TASK INPUT >>
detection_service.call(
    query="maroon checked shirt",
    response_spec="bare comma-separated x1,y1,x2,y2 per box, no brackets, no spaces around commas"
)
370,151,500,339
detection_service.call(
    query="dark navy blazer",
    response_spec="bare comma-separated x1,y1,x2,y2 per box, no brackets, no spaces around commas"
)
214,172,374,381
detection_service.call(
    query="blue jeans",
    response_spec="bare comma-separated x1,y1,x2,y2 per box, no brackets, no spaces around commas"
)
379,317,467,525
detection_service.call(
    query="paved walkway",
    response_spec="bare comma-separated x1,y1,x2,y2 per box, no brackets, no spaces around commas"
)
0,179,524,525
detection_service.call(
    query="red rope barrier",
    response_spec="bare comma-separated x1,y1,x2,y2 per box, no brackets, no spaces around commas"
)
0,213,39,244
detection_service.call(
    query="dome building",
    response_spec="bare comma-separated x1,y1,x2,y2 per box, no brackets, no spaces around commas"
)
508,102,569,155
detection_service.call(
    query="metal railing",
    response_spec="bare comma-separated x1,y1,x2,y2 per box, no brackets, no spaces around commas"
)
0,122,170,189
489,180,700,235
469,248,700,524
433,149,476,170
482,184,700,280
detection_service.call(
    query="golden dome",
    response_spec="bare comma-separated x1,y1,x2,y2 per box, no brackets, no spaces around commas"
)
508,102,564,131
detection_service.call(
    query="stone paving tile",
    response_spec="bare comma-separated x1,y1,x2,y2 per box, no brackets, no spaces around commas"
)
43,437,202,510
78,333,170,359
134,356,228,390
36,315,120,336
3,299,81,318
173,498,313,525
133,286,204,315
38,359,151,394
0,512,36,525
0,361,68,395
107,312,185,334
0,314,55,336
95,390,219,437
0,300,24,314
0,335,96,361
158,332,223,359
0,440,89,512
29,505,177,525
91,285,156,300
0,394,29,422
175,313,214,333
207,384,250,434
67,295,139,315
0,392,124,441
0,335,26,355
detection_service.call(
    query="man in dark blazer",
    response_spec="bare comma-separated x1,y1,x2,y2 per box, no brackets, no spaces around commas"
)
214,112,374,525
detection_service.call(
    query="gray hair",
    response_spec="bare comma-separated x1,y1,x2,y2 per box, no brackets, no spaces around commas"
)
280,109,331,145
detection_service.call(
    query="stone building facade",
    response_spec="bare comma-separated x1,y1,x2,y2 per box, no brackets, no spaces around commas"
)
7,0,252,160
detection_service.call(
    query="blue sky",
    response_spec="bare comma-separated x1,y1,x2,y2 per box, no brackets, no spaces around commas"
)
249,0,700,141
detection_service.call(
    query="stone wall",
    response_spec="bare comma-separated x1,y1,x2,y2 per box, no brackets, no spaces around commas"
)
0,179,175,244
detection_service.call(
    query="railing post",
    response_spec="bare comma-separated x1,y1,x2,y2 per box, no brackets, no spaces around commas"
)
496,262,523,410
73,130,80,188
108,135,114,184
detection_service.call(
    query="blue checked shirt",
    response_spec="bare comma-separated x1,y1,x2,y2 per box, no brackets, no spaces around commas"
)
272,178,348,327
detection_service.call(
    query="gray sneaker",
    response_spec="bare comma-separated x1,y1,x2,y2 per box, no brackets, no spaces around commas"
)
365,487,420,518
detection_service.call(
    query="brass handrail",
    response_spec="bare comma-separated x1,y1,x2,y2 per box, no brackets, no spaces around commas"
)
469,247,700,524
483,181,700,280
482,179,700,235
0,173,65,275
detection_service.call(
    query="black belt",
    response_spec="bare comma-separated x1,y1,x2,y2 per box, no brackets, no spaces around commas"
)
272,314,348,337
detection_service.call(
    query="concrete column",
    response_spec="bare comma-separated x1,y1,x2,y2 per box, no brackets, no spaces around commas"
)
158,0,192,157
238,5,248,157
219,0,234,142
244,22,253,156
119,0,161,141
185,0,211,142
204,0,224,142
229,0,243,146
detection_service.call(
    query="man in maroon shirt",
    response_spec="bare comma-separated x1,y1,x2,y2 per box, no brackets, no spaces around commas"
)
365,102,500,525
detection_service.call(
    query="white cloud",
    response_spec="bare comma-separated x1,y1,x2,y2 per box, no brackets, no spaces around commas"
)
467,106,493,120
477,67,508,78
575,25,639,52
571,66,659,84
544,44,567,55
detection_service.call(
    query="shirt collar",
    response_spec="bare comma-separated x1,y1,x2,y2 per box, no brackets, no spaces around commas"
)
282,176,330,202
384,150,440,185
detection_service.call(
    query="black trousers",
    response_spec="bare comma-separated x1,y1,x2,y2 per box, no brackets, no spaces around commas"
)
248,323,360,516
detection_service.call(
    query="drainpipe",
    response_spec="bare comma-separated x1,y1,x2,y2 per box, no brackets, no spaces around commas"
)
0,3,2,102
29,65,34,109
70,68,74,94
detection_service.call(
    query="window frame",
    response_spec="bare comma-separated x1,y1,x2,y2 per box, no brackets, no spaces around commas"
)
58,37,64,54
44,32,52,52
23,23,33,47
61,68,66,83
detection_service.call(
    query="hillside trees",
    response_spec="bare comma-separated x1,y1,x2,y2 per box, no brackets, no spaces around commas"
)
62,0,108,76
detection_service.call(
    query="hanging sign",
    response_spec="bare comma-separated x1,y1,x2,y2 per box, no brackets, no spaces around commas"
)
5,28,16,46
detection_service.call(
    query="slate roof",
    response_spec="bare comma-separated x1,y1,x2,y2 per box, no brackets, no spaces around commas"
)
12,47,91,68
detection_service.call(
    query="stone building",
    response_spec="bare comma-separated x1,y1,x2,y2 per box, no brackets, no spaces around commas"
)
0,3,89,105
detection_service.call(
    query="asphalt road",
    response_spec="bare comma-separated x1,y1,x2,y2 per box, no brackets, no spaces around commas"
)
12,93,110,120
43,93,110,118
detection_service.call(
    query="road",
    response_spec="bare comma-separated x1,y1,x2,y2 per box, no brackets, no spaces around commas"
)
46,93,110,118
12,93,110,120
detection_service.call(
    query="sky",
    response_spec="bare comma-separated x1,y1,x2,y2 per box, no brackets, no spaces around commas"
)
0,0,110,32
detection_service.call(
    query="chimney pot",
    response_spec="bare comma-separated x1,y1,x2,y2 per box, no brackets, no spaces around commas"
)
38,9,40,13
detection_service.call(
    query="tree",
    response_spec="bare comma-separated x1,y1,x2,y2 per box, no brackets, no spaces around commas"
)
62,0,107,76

TO BE DONE >> Write out all of the entries above again, character for character, with nothing changed.

ANSWER TO THE TASK >>
detection_service.call(
    query="maroon checked shirt",
    response_spec="bare comma-separated x1,y1,x2,y2 per box, no brackets, no spaces around commas"
)
370,151,500,339
detection_service.call(
    query="dark navy blazer",
    response_spec="bare comma-separated x1,y1,x2,y2 per box, no brackets, no spaces around commas"
)
214,172,374,381
detection_service.call(
    query="blue jeans",
    response_spec="bare comma-separated x1,y1,x2,y2 per box, no brackets, no spaces around commas"
)
379,317,467,525
detection_service.call(
    query="paved walkway",
    response_spec="bare comma-separated x1,y1,x2,y2 per box, no brackets, no spaces around commas"
)
0,179,524,525
detection_service.call(
    query="red rope barrier",
    response_spec="bare comma-separated x1,y1,x2,y2 per box, no brackets, no spaces around commas"
)
0,213,39,244
detection_service.call(
    query="dome building",
    response_spec="bare comma-separated x1,y1,x2,y2 per box, no brackets, no spaces around commas"
)
508,102,569,155
detection_service.call(
    query="metal railing",
    response_spec="bare comma-separated x1,y1,x2,y2 per box, no brackets, no spaces around commas"
)
0,122,170,189
489,180,700,235
469,248,700,524
433,149,476,170
482,184,700,280
detection_service.call(
    query="golden dome",
    response_spec="bare comma-separated x1,y1,x2,y2 per box, no brackets, no spaces around commas"
)
508,102,564,131
detection_service.call(
    query="stone paving tile",
    response_spec="bare comma-separated x1,y1,x2,y2 per box, no brackets, no spaces around commas"
)
43,437,202,510
78,333,170,359
134,356,228,390
36,315,120,336
3,299,81,318
173,498,313,525
133,286,204,315
38,359,151,394
0,512,36,525
0,361,68,395
107,312,185,334
0,314,55,336
95,390,219,437
0,300,24,314
0,335,96,361
158,332,223,359
0,440,89,512
29,505,177,525
91,285,156,300
0,394,29,422
175,313,214,333
207,384,250,434
67,295,139,315
0,392,124,441
0,335,26,355
detection_service.call(
    query="man in dark blazer",
    response_spec="bare comma-separated x1,y1,x2,y2 per box, no brackets, no spaces around commas"
)
214,112,374,525
detection_service.call(
    query="gray hair",
    response_spec="bare comma-separated x1,y1,x2,y2 per box, no brackets, no spaces around commas"
)
280,109,331,145
detection_service.call(
    query="stone building facade",
    response_spec="bare comma-separated x1,y1,x2,y2 per box, no brackets, no spaces around commas"
)
7,0,252,160
detection_service.call(
    query="blue sky",
    response_spec="bare comma-separated x1,y1,x2,y2 per box, no brackets, no spaces around commas"
)
249,0,700,141
detection_service.call(
    query="stone wall",
    response_spec="bare comma-separated x1,y1,x2,y2 per box, no brackets, no spaces around commas"
)
0,179,175,244
detection_service.call(
    query="railing post",
    response_spec="bare comma-separated x1,y1,x2,y2 per box, no brackets, no spaces around commas"
)
496,262,523,410
73,130,80,188
108,135,114,184
detection_service.call(
    query="blue checked shirt",
    response_spec="bare comma-separated x1,y1,x2,y2 per box, no brackets, no spaces around commas"
)
272,178,348,327
detection_service.call(
    query="gray sneaker",
    response_spec="bare comma-separated x1,y1,x2,y2 per box, no brackets, no spaces around commas"
)
365,487,420,518
detection_service.call(
    query="brass handrail",
    response_spec="bare comma-separated x1,y1,x2,y2 per box, no brackets, no spaces around commas"
)
469,247,700,524
483,181,700,280
482,179,700,235
0,173,65,275
detection_service.call(
    query="black belt",
    response_spec="bare comma-separated x1,y1,x2,y2 per box, no brackets, no spaces around commas"
)
272,314,348,337
detection_service.call(
    query="concrete column",
    response_spec="bare comma-separated x1,y1,x2,y2 per box, no brackets, no spaces around commas"
)
158,0,192,157
238,5,248,157
219,0,234,142
244,22,253,156
119,0,161,141
185,0,211,142
204,0,224,142
229,0,243,146
detection_service.call(
    query="man in maroon shirt",
    response_spec="bare comma-separated x1,y1,x2,y2 per box, no brackets, no spaces around commas"
)
365,102,500,525
detection_service.call(
    query="white cloud",
    response_spec="bare comma-separated x1,y1,x2,y2 per box, no brackets, no spaces around commas"
)
467,106,493,120
477,67,508,78
575,25,639,52
571,66,659,84
544,44,567,55
detection_service.call(
    query="shirt collar",
    response_spec="bare comma-separated x1,y1,x2,y2 per box, no brackets, no spaces around commas"
)
282,176,330,202
384,150,440,185
detection_service.call(
    query="black trousers",
    response_spec="bare comma-separated x1,y1,x2,y2 per box, no brackets, no spaces around commas"
)
248,323,360,516
detection_service.call(
    query="drainpipe",
    response_spec="bare comma-separated x1,y1,x2,y2 per box, no brackets, no spaces around commas"
)
0,3,2,102
29,65,34,109
70,68,74,94
detection_service.call(
    query="window frame",
    response_spec="bare comma-separated x1,y1,x2,y2 per box, no brackets, no spaces around commas"
)
58,37,64,54
44,32,52,52
23,23,33,47
61,68,66,83
detection_service.call(
    query="hillside trees",
    response_spec="bare comma-separated x1,y1,x2,y2 per box, no brackets, no spaces around commas"
)
62,0,108,76
detection_service.call(
    query="hanging sign",
    response_spec="bare comma-separated x1,y1,x2,y2 per box, no brackets, no spaces around commas"
)
5,28,16,46
detection_service.call(
    query="slate roof",
    response_spec="bare comma-separated x1,y1,x2,y2 per box, no brackets, no spaces around commas"
)
12,47,91,68
detection_service.call(
    query="stone building",
    response_spec="bare comma-separated x1,y1,x2,y2 per box, no brackets, no spaces around commas"
)
0,3,89,105
detection_service.call(
    query="asphalt road",
    response_spec="bare comma-separated x1,y1,x2,y2 per box, no brackets, no spaces around commas"
)
12,93,110,120
43,93,110,118
detection_service.call(
    query="road",
    response_spec="bare comma-separated x1,y1,x2,y2 per box, no brackets, no spaces around commas"
)
46,93,110,118
12,93,110,120
detection_service.call(
    query="sky",
    response_spec="bare comma-separated x1,y1,x2,y2 per box, no brackets, no spaces around commas"
)
0,0,110,32
detection_service.call(
    query="chimney pot",
    response_spec="bare comma-separated x1,y1,x2,y2 per box, no brackets, no spaces around commas"
)
38,9,40,13
detection_service.call(
    query="tree",
    response_spec="bare comma-separated x1,y1,x2,y2 per box, no brackets, no spaces around commas"
)
62,0,107,76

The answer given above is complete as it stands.